> Passage to read
----

1912 All England Badminton Championships

Tournament details
- Dates: 27 February 1912– 3 March 1912
- Edition: 14th
- Venue: Royal Horticultural Hall
- Location: Elverton Street, Westminster, London
- Official website: All England Championships

= 1912 All England Badminton Championships =

The 1912 All England Open Badminton Championships was a badminton tournament held at the Royal Horticultural Hall, Westminster, England from February 27 to March 3, 1912.

Frank Chesterton regained his men's singles title after missing the 1911 Championships. Former women's champion Ethel Thomson returned as Mrs Larcombe after several years absence and reached the singles before being beaten by the defending champion Margaret Tragett (also playing under her new married name).

Henry Norman Marrett played under the name A. N. Other.

----

> Extracted material
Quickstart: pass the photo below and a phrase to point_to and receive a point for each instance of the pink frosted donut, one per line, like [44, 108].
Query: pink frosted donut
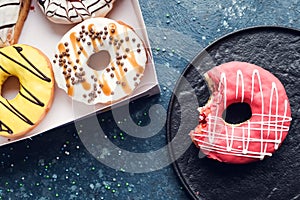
[250, 140]
[74, 11]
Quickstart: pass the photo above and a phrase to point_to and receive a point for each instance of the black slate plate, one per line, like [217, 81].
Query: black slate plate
[276, 49]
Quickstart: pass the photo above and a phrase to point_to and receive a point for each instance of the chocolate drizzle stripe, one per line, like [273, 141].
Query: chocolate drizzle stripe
[16, 112]
[52, 13]
[32, 98]
[5, 128]
[10, 4]
[4, 70]
[36, 72]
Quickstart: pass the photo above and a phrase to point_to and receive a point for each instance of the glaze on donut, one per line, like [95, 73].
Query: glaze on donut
[262, 134]
[128, 58]
[12, 17]
[74, 11]
[33, 69]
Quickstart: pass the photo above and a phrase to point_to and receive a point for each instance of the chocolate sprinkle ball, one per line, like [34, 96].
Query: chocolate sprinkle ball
[106, 84]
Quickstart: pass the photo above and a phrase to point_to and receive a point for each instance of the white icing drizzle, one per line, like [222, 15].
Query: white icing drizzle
[275, 122]
[9, 13]
[74, 11]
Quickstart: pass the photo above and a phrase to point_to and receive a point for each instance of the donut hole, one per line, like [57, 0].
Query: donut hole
[237, 113]
[99, 61]
[10, 88]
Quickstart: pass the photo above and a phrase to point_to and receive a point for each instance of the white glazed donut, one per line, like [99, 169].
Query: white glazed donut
[74, 11]
[128, 58]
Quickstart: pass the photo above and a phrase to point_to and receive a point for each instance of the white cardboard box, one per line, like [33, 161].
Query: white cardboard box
[44, 35]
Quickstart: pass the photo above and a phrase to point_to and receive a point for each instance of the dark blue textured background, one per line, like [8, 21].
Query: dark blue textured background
[56, 165]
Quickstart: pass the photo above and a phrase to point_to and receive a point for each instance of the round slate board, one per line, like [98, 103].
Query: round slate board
[276, 49]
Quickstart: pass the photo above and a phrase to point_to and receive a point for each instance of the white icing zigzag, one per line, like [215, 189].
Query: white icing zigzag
[271, 122]
[9, 13]
[74, 11]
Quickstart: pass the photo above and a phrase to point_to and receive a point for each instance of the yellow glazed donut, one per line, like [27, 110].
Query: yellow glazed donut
[128, 58]
[33, 69]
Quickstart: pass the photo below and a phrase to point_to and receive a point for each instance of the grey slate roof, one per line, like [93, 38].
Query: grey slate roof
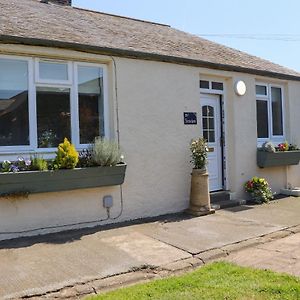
[34, 23]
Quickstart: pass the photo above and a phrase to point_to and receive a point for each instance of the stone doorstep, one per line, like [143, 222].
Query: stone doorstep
[142, 275]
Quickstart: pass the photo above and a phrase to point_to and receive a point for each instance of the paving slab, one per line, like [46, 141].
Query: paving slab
[281, 256]
[226, 226]
[35, 266]
[45, 267]
[200, 234]
[283, 212]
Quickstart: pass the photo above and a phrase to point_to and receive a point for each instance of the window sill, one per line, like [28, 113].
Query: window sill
[61, 180]
[285, 158]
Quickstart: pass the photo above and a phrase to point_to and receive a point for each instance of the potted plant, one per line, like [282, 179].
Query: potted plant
[101, 165]
[283, 155]
[259, 190]
[199, 197]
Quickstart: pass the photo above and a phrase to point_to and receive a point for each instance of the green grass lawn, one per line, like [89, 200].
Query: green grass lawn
[215, 281]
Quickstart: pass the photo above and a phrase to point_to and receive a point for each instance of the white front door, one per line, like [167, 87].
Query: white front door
[211, 126]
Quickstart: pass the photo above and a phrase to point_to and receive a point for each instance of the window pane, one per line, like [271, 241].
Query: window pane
[262, 119]
[277, 111]
[205, 123]
[261, 90]
[53, 71]
[53, 116]
[204, 84]
[91, 112]
[14, 121]
[205, 134]
[217, 86]
[211, 136]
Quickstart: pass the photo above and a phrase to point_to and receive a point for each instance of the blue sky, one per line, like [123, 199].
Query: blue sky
[260, 19]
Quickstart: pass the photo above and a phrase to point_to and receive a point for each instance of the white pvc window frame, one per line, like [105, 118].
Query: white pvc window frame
[268, 98]
[38, 79]
[72, 84]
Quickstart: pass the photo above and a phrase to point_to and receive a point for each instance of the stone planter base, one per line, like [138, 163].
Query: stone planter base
[200, 197]
[196, 212]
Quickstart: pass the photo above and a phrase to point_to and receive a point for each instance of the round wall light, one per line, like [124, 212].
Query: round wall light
[240, 88]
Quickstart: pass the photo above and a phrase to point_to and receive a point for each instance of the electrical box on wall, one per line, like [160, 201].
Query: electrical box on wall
[108, 201]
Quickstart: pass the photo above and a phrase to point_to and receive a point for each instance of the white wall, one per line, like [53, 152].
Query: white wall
[152, 97]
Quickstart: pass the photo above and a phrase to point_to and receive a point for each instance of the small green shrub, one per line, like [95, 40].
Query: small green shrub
[66, 156]
[85, 159]
[38, 163]
[259, 190]
[106, 152]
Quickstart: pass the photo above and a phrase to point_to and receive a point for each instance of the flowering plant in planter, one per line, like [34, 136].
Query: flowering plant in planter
[259, 190]
[282, 147]
[99, 166]
[199, 151]
[284, 154]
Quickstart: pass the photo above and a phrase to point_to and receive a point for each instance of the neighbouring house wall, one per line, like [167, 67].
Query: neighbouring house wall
[152, 97]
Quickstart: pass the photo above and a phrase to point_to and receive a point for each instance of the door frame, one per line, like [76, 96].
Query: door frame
[223, 128]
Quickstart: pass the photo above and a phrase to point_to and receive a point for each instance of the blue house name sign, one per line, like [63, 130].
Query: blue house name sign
[190, 118]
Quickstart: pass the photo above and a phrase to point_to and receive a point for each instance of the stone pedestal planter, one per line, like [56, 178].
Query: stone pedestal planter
[273, 159]
[61, 180]
[200, 197]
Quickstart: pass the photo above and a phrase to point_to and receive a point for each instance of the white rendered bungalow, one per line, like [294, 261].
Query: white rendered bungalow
[70, 72]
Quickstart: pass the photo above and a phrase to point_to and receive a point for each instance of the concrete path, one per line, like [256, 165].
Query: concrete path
[282, 255]
[81, 262]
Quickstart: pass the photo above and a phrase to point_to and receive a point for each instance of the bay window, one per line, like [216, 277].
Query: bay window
[14, 108]
[269, 112]
[44, 101]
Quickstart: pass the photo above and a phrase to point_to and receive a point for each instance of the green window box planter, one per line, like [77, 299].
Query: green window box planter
[61, 180]
[269, 159]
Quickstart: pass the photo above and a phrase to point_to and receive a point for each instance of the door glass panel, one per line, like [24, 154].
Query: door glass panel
[211, 136]
[210, 111]
[208, 122]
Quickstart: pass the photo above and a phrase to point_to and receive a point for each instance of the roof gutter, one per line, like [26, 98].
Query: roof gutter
[140, 55]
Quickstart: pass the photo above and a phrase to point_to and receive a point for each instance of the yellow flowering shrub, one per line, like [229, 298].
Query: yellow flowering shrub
[66, 156]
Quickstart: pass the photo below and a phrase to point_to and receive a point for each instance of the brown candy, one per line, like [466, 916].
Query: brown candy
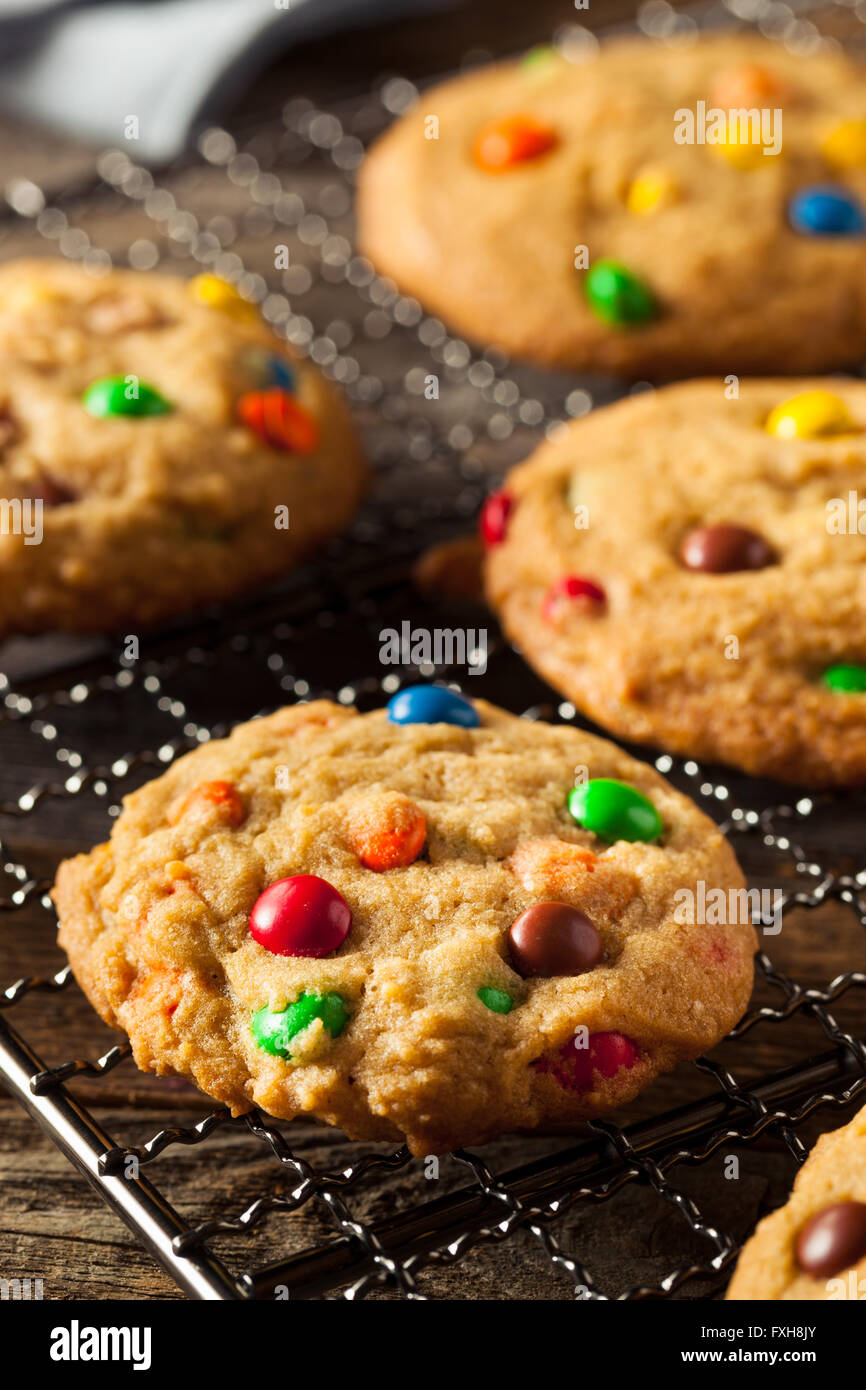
[553, 938]
[833, 1240]
[50, 492]
[720, 549]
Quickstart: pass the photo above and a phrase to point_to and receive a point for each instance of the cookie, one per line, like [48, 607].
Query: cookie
[159, 448]
[815, 1246]
[435, 922]
[690, 570]
[551, 209]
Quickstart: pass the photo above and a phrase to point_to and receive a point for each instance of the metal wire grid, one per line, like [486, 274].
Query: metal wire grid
[487, 399]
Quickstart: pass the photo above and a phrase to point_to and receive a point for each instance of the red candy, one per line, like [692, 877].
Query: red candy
[573, 1066]
[280, 420]
[300, 916]
[513, 139]
[569, 590]
[494, 517]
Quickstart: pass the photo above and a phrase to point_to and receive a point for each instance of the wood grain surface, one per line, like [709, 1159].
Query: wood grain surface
[53, 1226]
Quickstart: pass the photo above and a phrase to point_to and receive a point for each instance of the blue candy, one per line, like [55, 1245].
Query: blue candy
[826, 211]
[431, 705]
[281, 374]
[267, 369]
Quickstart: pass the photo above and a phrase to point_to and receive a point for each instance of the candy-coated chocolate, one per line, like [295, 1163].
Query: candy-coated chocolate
[495, 512]
[744, 153]
[220, 293]
[844, 146]
[300, 916]
[744, 85]
[827, 210]
[617, 295]
[603, 1055]
[848, 679]
[124, 396]
[267, 369]
[615, 811]
[431, 705]
[280, 420]
[495, 1000]
[387, 831]
[812, 414]
[273, 1030]
[510, 141]
[552, 938]
[542, 56]
[649, 191]
[833, 1240]
[724, 548]
[50, 491]
[213, 798]
[572, 590]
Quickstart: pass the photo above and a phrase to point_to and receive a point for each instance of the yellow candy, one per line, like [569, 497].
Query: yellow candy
[745, 154]
[845, 145]
[811, 416]
[220, 295]
[649, 191]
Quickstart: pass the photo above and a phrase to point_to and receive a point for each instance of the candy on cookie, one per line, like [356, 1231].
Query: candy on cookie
[180, 453]
[652, 210]
[815, 1246]
[715, 603]
[416, 923]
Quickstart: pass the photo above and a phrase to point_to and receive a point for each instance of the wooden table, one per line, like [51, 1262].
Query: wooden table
[52, 1226]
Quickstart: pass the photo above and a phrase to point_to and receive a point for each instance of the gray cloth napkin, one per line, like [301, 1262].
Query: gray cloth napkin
[85, 68]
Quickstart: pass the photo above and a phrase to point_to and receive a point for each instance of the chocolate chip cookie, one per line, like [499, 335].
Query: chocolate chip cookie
[649, 210]
[159, 448]
[815, 1246]
[435, 922]
[690, 569]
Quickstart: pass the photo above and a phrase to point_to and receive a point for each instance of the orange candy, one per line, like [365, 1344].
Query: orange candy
[551, 861]
[512, 139]
[387, 831]
[280, 420]
[209, 799]
[745, 85]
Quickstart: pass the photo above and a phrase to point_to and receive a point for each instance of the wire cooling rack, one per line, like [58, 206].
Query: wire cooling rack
[67, 706]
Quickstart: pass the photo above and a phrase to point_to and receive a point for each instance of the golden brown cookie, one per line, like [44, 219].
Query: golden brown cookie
[815, 1246]
[549, 209]
[407, 929]
[691, 571]
[159, 448]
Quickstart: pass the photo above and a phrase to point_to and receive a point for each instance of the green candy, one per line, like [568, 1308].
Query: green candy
[615, 811]
[495, 1000]
[274, 1030]
[847, 679]
[541, 56]
[616, 295]
[124, 396]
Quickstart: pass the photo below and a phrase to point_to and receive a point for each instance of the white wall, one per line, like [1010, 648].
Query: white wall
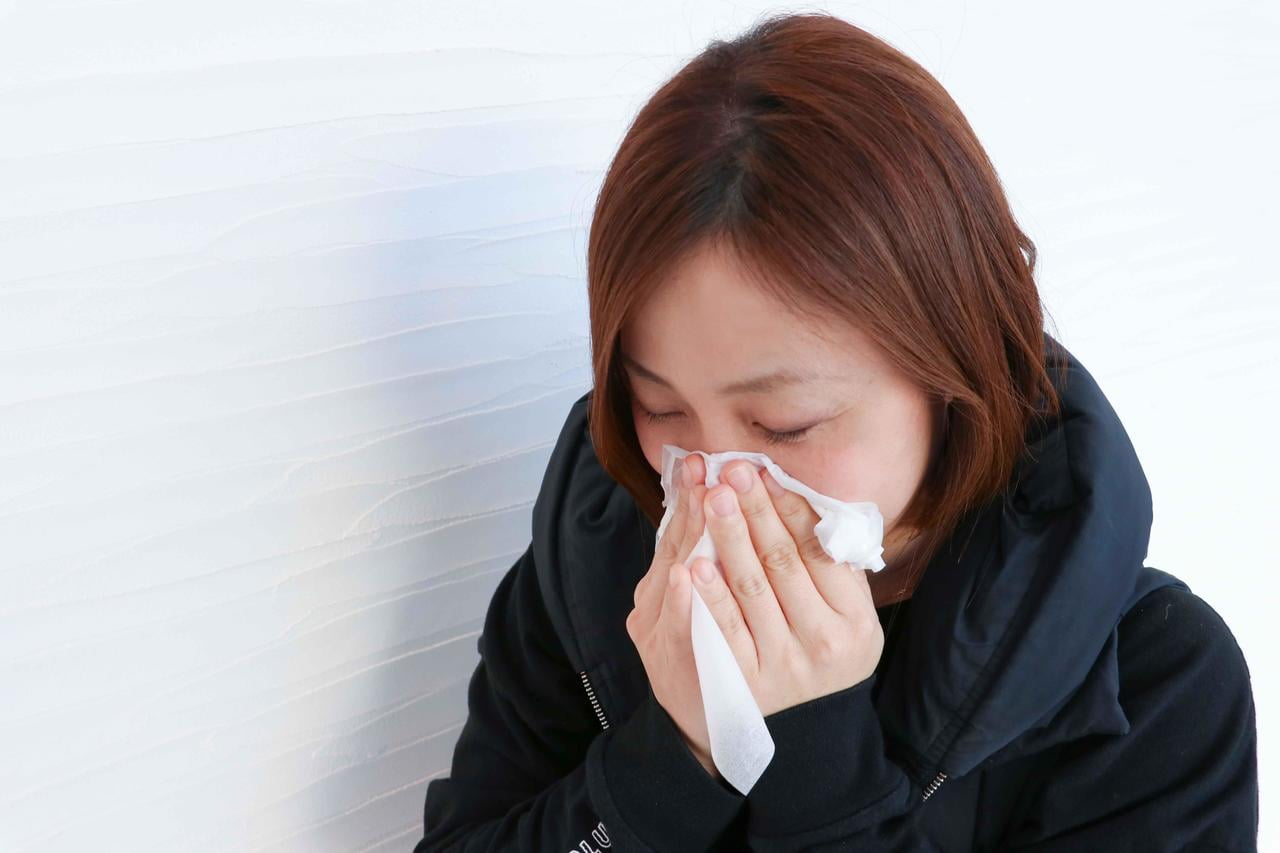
[292, 308]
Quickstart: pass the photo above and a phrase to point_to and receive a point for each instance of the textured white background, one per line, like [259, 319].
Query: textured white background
[292, 308]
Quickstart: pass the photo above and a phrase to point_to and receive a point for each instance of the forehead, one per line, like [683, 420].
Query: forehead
[708, 318]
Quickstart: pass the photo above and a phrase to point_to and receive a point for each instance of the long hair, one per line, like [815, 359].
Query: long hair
[851, 186]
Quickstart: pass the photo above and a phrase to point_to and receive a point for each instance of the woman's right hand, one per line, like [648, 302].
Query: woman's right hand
[659, 624]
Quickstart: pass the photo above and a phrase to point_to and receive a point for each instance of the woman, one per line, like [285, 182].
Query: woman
[808, 204]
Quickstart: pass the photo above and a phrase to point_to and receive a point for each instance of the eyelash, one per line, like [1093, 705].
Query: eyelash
[769, 436]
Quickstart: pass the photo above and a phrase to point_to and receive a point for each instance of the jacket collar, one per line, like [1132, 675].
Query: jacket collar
[1010, 639]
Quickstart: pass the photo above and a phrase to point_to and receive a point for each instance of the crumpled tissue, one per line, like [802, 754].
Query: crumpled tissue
[849, 532]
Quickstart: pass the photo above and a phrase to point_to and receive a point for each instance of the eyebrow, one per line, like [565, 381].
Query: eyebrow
[759, 384]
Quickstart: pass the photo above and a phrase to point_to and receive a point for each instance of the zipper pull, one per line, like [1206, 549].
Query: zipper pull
[595, 703]
[932, 787]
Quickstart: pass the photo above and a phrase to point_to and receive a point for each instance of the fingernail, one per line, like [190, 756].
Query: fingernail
[723, 503]
[740, 479]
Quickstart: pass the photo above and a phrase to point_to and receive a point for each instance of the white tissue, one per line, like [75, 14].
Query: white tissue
[849, 532]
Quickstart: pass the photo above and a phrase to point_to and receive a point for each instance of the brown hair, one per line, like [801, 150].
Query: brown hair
[850, 183]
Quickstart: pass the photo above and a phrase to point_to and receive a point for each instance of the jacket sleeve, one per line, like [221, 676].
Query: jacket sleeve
[831, 783]
[1184, 776]
[531, 769]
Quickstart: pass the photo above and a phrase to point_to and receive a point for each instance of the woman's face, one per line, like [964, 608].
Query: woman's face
[868, 432]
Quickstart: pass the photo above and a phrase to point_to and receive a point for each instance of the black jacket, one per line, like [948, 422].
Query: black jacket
[1042, 689]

----

> What you will do
1. Decide whether each statement agrees with the 1912 championships text, answering yes or no and quoting the words of the text that settle it: (a) The tournament took place at the Royal Horticultural Hall. (b) Frank Chesterton competed in the 1911 Championships. (c) Ethel Thomson won the 1912 women's singles title.
2. Please repeat word for word the part of the 1912 championships text that starts at the words "The 1912 All" and ends after "new married name).".
The material comes from a separate source, unrelated to the 1912 championships text.

> Answers for the exercise
1.
(a) Yes: "held at the Royal Horticultural Hall, Westminster, England"
(b) No: "after missing the 1911 Championships"
(c) No: "before being beaten by the defending champion Margaret Tragett"

2.
The 1912 All England Open Badminton Championships was a badminton tournament held at the Royal Horticultural Hall, Westminster, England from February 27 to March 3, 1912.

Frank Chesterton regained his men's singles title after missing the 1911 Championships. Former women's champion Ethel Thomson returned as Mrs Larcombe after several years absence and reached the singles before being beaten by the defending champion Margaret Tragett (also playing under her new married name).